=== What the exercise asks ===
Note each line in the data holding the string "moth" and report it.

=== Dataset ===
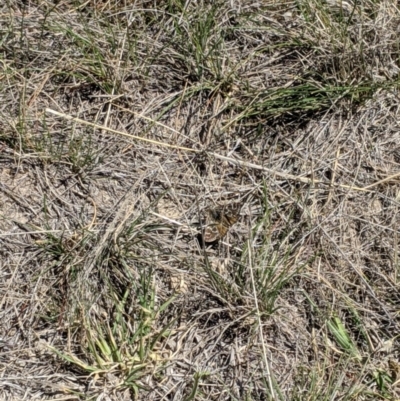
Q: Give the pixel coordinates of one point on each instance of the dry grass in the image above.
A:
(122, 123)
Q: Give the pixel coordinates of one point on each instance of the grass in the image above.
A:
(122, 123)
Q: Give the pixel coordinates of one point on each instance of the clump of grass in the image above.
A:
(289, 108)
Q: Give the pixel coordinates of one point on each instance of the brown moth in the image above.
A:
(219, 221)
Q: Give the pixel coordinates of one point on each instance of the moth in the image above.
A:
(219, 221)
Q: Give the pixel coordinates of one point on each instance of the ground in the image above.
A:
(128, 129)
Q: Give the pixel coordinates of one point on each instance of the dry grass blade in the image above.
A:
(130, 134)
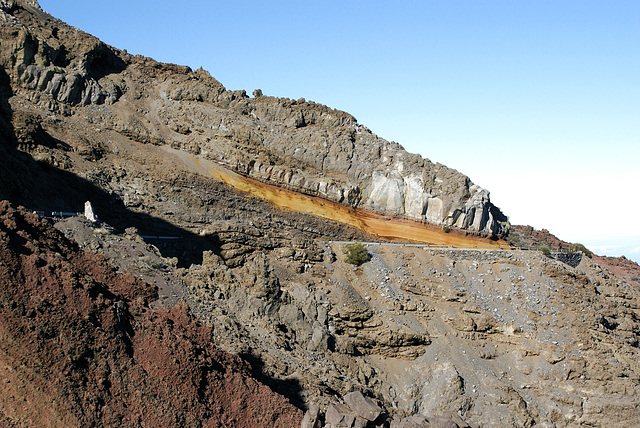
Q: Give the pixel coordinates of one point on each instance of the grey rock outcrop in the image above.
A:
(297, 144)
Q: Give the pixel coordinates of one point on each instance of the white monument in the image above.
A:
(88, 212)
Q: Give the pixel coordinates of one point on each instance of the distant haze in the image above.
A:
(535, 101)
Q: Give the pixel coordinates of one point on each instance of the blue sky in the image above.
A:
(537, 101)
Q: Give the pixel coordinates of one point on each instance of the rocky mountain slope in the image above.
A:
(416, 337)
(297, 144)
(81, 347)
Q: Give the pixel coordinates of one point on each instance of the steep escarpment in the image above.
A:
(81, 347)
(417, 336)
(292, 143)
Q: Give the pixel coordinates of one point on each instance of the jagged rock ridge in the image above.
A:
(421, 336)
(298, 144)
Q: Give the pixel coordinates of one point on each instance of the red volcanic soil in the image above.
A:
(79, 346)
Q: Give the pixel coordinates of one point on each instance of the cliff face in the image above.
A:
(81, 346)
(301, 145)
(414, 337)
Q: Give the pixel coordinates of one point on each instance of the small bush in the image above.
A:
(356, 254)
(580, 247)
(545, 250)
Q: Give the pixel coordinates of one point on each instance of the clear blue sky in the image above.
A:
(537, 101)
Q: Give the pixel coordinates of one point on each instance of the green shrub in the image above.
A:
(356, 254)
(580, 247)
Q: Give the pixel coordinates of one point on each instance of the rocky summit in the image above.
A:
(213, 288)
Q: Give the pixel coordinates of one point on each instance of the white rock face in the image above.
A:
(88, 212)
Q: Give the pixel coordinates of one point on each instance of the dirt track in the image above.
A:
(376, 224)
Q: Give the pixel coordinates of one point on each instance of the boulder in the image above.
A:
(362, 406)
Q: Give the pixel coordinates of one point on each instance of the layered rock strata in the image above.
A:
(294, 143)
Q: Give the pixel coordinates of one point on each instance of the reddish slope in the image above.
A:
(80, 347)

=== Task result ===
Q: Give the pixel coordinates of one point on each instance of the brown moth in the image above.
Q: Give the pixel coordinates of one point on each instance of the moth in the image above.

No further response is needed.